PROBLEM TO WORK ON —
The full listing, word for word and free of images, is the expected result.

***

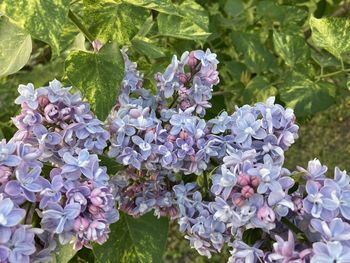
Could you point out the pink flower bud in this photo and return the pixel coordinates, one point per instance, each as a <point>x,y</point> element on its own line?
<point>240,201</point>
<point>243,179</point>
<point>43,101</point>
<point>135,113</point>
<point>183,135</point>
<point>192,61</point>
<point>182,77</point>
<point>81,224</point>
<point>266,214</point>
<point>5,173</point>
<point>247,191</point>
<point>171,138</point>
<point>255,181</point>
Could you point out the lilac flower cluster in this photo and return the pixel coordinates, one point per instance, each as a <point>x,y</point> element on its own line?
<point>250,187</point>
<point>155,140</point>
<point>222,177</point>
<point>52,188</point>
<point>57,122</point>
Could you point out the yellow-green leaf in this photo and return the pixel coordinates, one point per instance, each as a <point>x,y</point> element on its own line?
<point>98,75</point>
<point>134,240</point>
<point>43,19</point>
<point>15,47</point>
<point>193,24</point>
<point>332,34</point>
<point>109,20</point>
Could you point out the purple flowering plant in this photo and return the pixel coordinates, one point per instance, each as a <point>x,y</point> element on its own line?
<point>219,179</point>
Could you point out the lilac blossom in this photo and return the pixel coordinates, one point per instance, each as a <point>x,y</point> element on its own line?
<point>60,219</point>
<point>330,252</point>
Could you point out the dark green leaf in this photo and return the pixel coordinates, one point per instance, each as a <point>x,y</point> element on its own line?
<point>110,20</point>
<point>64,253</point>
<point>192,25</point>
<point>234,8</point>
<point>332,34</point>
<point>250,236</point>
<point>324,59</point>
<point>162,6</point>
<point>255,55</point>
<point>284,14</point>
<point>258,89</point>
<point>15,47</point>
<point>43,19</point>
<point>98,75</point>
<point>147,47</point>
<point>291,48</point>
<point>112,166</point>
<point>307,97</point>
<point>133,240</point>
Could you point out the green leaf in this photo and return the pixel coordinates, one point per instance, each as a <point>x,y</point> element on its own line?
<point>131,240</point>
<point>147,47</point>
<point>15,47</point>
<point>324,59</point>
<point>110,20</point>
<point>43,19</point>
<point>332,34</point>
<point>192,25</point>
<point>258,89</point>
<point>64,254</point>
<point>307,97</point>
<point>256,56</point>
<point>112,166</point>
<point>162,6</point>
<point>98,75</point>
<point>291,48</point>
<point>234,8</point>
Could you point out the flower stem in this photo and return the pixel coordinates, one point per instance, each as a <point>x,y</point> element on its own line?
<point>81,27</point>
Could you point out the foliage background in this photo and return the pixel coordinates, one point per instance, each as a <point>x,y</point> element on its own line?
<point>296,50</point>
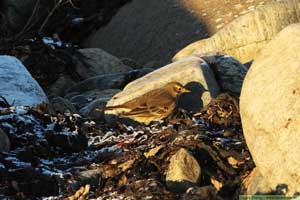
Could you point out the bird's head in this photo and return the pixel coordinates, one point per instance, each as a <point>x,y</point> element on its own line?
<point>176,89</point>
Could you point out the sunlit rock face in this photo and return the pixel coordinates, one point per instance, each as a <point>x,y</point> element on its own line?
<point>153,31</point>
<point>244,37</point>
<point>270,110</point>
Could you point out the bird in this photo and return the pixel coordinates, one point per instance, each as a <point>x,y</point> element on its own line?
<point>154,105</point>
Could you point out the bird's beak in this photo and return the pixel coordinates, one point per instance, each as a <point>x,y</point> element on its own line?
<point>185,90</point>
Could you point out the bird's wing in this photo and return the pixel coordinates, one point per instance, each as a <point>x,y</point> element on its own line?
<point>161,106</point>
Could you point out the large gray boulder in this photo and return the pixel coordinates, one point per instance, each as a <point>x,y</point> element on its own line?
<point>17,85</point>
<point>244,37</point>
<point>229,72</point>
<point>192,72</point>
<point>270,113</point>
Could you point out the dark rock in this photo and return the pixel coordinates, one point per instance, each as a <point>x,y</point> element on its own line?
<point>79,101</point>
<point>62,105</point>
<point>108,81</point>
<point>90,110</point>
<point>4,141</point>
<point>67,141</point>
<point>59,87</point>
<point>96,61</point>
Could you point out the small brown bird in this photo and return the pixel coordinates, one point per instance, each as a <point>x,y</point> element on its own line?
<point>152,106</point>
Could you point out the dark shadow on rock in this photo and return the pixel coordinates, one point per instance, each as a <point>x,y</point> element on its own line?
<point>149,30</point>
<point>192,101</point>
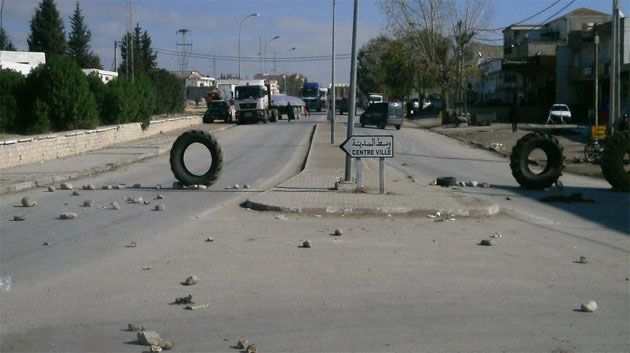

***

EXERCISE RESPONSE —
Could you point out the pink flower bud in this photo and return the pixel coordinates, one point per instance, each as a <point>x,y</point> element on its own line?
<point>240,201</point>
<point>243,179</point>
<point>43,101</point>
<point>135,113</point>
<point>183,135</point>
<point>192,61</point>
<point>182,77</point>
<point>81,224</point>
<point>266,214</point>
<point>5,173</point>
<point>247,191</point>
<point>171,138</point>
<point>255,181</point>
Could you point out the lilac flower cluster in this photo and return the pixel coordinates, one point per instance, each as a <point>x,y</point> element on its own line?
<point>250,187</point>
<point>155,140</point>
<point>222,177</point>
<point>52,188</point>
<point>57,122</point>
Could you point out the yellow-green leaf in this photo and return the pixel coordinates, one point per instance, each as a <point>x,y</point> element on its own line?
<point>98,75</point>
<point>134,240</point>
<point>43,19</point>
<point>15,47</point>
<point>193,24</point>
<point>332,34</point>
<point>109,20</point>
Could you point out the purple flowering plant in this photo and return the pixel coordinates, one point per instance, each as a <point>x,y</point> element on its own line?
<point>219,179</point>
Could you point out the lilac blossom in this photo and return the pixel coordinates, one point per instance, each as a <point>x,y</point> element on its own line?
<point>60,219</point>
<point>330,252</point>
Could you point out the dark green leaf in this photo and return the pixel coordinates, one point per instance, each as a <point>x,y</point> element on its own line?
<point>110,20</point>
<point>64,253</point>
<point>192,25</point>
<point>234,8</point>
<point>332,34</point>
<point>250,236</point>
<point>324,59</point>
<point>162,6</point>
<point>255,55</point>
<point>284,14</point>
<point>258,89</point>
<point>15,47</point>
<point>43,19</point>
<point>98,75</point>
<point>147,47</point>
<point>291,48</point>
<point>112,166</point>
<point>307,97</point>
<point>133,240</point>
Could you point out the green leaf in this photo and return the pixel coordinates, one point per instance, each as a <point>x,y</point> element on its own line?
<point>131,240</point>
<point>147,47</point>
<point>15,47</point>
<point>324,59</point>
<point>110,20</point>
<point>43,19</point>
<point>332,34</point>
<point>192,25</point>
<point>258,89</point>
<point>64,254</point>
<point>307,97</point>
<point>256,56</point>
<point>112,166</point>
<point>162,6</point>
<point>98,75</point>
<point>291,48</point>
<point>234,8</point>
Could you point out the flower stem in this photo and return the pixel coordinates, one point per instance, each as a <point>x,y</point> element on its own line?
<point>81,27</point>
Could you point out the foliage background in this photo and return the pixel coordinates, one point per instance, each as a <point>x,y</point> element on its own line?
<point>296,50</point>
Could you point out the bird's head in this photo and return the pixel coordinates, one point per instance, each as a <point>x,y</point> element on its own line?
<point>176,89</point>
Could you point out the sunlit rock face in this photo and return the pixel coordinates, one point per instance, each as a <point>x,y</point> element on its own line?
<point>153,31</point>
<point>244,37</point>
<point>270,110</point>
Could you point out the bird in this photo and return the pixel coordinates, one point per instance, each as a <point>x,y</point> element on its own line?
<point>154,105</point>
Could you point out the bird's beak in this photo and return the pixel coordinates, one point per instance, each as a <point>x,y</point> element on its own line?
<point>185,90</point>
Could you point out the bird's wing in this photo and return the pixel coordinates, one point per instance, each as a <point>x,y</point> element on its own line?
<point>161,106</point>
Could you point out the large gray boulder in this photo and return the pixel coordinates, one point per instance, each as a <point>x,y</point> element on its own line?
<point>17,85</point>
<point>244,37</point>
<point>229,72</point>
<point>192,72</point>
<point>270,113</point>
Could you point out the dark rock in this photo and return the pixel coordinates, one point per instance, each as a <point>x,y</point> element on its own line?
<point>79,101</point>
<point>62,105</point>
<point>108,81</point>
<point>90,110</point>
<point>4,141</point>
<point>67,141</point>
<point>59,87</point>
<point>96,61</point>
Could you point out the small brown bird in this photo and return the pixel coordinates, one point per instance, each as a <point>x,y</point> element on its own line?
<point>152,106</point>
Could you point out the dark shadow on rock in this photo and return the pixel coordinates, one point per instance, each as a <point>x,y</point> element on its own line?
<point>149,30</point>
<point>192,101</point>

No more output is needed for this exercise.